_ÉNONCÉ 1_
D'après le texte fourni, de qui la statue de Jeanne d'Arc est-elle l'œuvre ?

_TEXTE FOURNI_
════════════════

C’est pour être habité avec cette royale splendeur que ce pompeux Versailles avait été conçu ; et le mouvement galvanique qu’il recevait pour la fête où nous assistions révélait les intentions de ses créateurs. Honneur au Roi qui a su le ressusciter autant que les circonstances le permettent. Il n’y a que la nation tout entière, suffisamment grande dame aujourd’hui, pour remplacer Louis XIV dans son palais.

On profita du reste du jour pour visiter en courant les autres galeries. La statue de Jeanne d’Arc, œuvre de la princesse Marie, reçut les hommages qu’elle méritait.

════════════════

_DONNÉES ENREGISTRÉES_
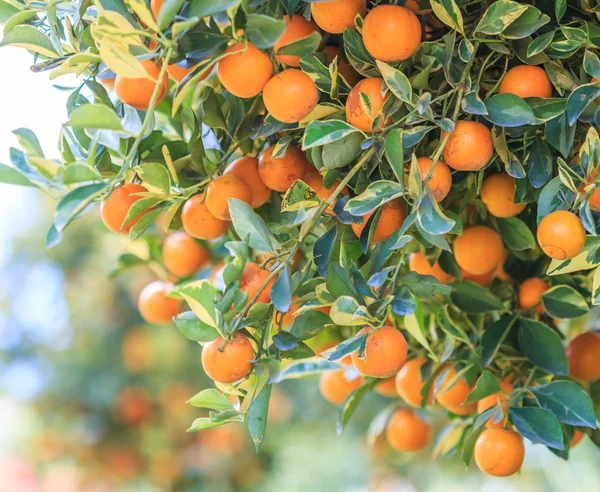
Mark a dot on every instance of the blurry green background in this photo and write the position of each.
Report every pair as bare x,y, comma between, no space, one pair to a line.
92,399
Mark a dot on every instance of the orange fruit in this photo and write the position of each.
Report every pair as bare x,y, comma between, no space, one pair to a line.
499,452
479,250
356,113
498,196
526,81
230,361
391,33
583,354
114,208
154,304
221,189
137,91
252,279
335,16
290,95
408,431
296,29
419,263
198,222
183,256
470,146
409,382
384,355
246,168
561,235
441,178
530,294
245,74
390,220
279,173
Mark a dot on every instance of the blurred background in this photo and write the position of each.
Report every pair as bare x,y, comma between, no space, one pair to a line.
92,399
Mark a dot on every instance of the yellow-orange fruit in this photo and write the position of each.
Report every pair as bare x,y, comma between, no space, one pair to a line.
290,95
183,256
245,74
561,235
198,222
391,33
526,81
499,452
470,146
221,189
479,250
335,16
279,173
583,354
230,361
137,91
356,114
384,355
407,431
114,208
154,304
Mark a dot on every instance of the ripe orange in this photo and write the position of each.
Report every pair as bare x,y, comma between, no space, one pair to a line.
221,189
183,256
246,168
419,263
335,16
479,250
408,431
154,305
441,178
356,114
409,382
296,29
391,33
137,91
526,81
335,386
198,222
583,354
498,196
290,95
279,173
229,362
390,220
385,353
530,294
252,279
469,147
245,74
561,235
499,452
114,208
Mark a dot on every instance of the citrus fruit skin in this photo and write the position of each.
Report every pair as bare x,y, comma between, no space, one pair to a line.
470,146
499,452
385,353
229,362
391,33
198,222
583,354
561,235
245,74
407,431
335,16
479,250
498,196
526,81
290,95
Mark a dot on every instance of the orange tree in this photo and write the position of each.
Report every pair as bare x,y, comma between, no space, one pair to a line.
412,184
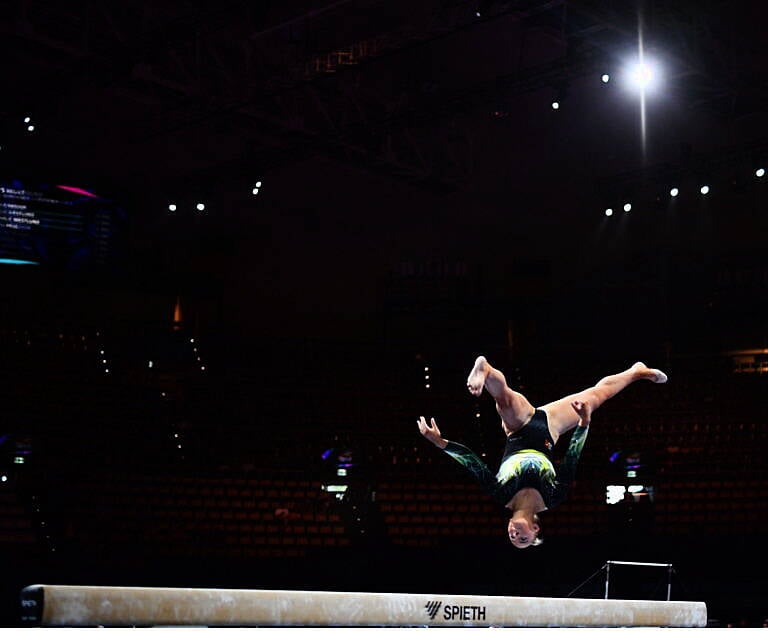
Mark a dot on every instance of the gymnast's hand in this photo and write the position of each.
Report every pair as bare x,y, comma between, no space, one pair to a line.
584,412
431,432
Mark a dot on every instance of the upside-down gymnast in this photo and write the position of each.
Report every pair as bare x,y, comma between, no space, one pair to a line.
527,482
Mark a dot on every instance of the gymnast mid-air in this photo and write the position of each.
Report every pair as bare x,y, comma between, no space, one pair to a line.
528,482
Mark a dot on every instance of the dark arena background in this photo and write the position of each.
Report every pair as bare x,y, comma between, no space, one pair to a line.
245,245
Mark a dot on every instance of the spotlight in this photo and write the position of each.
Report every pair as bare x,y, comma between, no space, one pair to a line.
642,76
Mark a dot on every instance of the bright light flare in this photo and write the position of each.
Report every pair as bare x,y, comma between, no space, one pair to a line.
642,75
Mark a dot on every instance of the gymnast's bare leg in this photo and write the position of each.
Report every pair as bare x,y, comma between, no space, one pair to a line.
562,415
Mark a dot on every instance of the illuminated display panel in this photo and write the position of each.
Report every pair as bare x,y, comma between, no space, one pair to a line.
59,226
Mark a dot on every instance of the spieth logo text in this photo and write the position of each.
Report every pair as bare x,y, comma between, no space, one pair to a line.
454,612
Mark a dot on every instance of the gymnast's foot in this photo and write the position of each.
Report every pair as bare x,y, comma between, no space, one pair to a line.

════════════════

_ÉNONCÉ 2_
Veuillez réécrire le listing depuis la ligne contenant « Mark a dot on every instance of the gymnast mid-air » jusqu'à la fin du listing, ces deux bornes comprises, en substituant « athlete » à « gymnast » sans rien changer d'autre.

_RÉSULTAT OBTENU 1_
De la princesse Marie.

_RÉSULTAT OBTENU 2_
Mark a dot on every instance of the athlete mid-air in this photo and write the position of each.
Report every pair as bare x,y, comma between, no space, one pair to a line.
528,482
Mark a dot on every instance of the dark arena background in this photo and write the position of each.
Report every pair as bare x,y, comma between, no space, one pair to a line.
245,245
Mark a dot on every instance of the spotlight in this photo and write the position of each.
Report every pair as bare x,y, comma between, no space, one pair to a line.
642,76
Mark a dot on every instance of the bright light flare in this photo and write the position of each.
Report every pair as bare x,y, comma between, no space, one pair to a line.
642,75
Mark a dot on every instance of the athlete's bare leg in this photo and write the position of each.
Report every pair as bare x,y, comma between, no space, one pair to a line.
562,415
Mark a dot on every instance of the illuminated display panel in this photo and write the position of each.
Report every pair as bare x,y, comma between, no space, one pair to a line.
59,226
Mark a dot on every instance of the spieth logo text in this photo and write the position of each.
Report every pair as bare x,y, comma between, no space, one pair to a line.
454,612
Mark a dot on every instance of the athlete's foot in this photo and write the position of each.
Report every pair as bare x,y, comma between, no space, one pair to a line.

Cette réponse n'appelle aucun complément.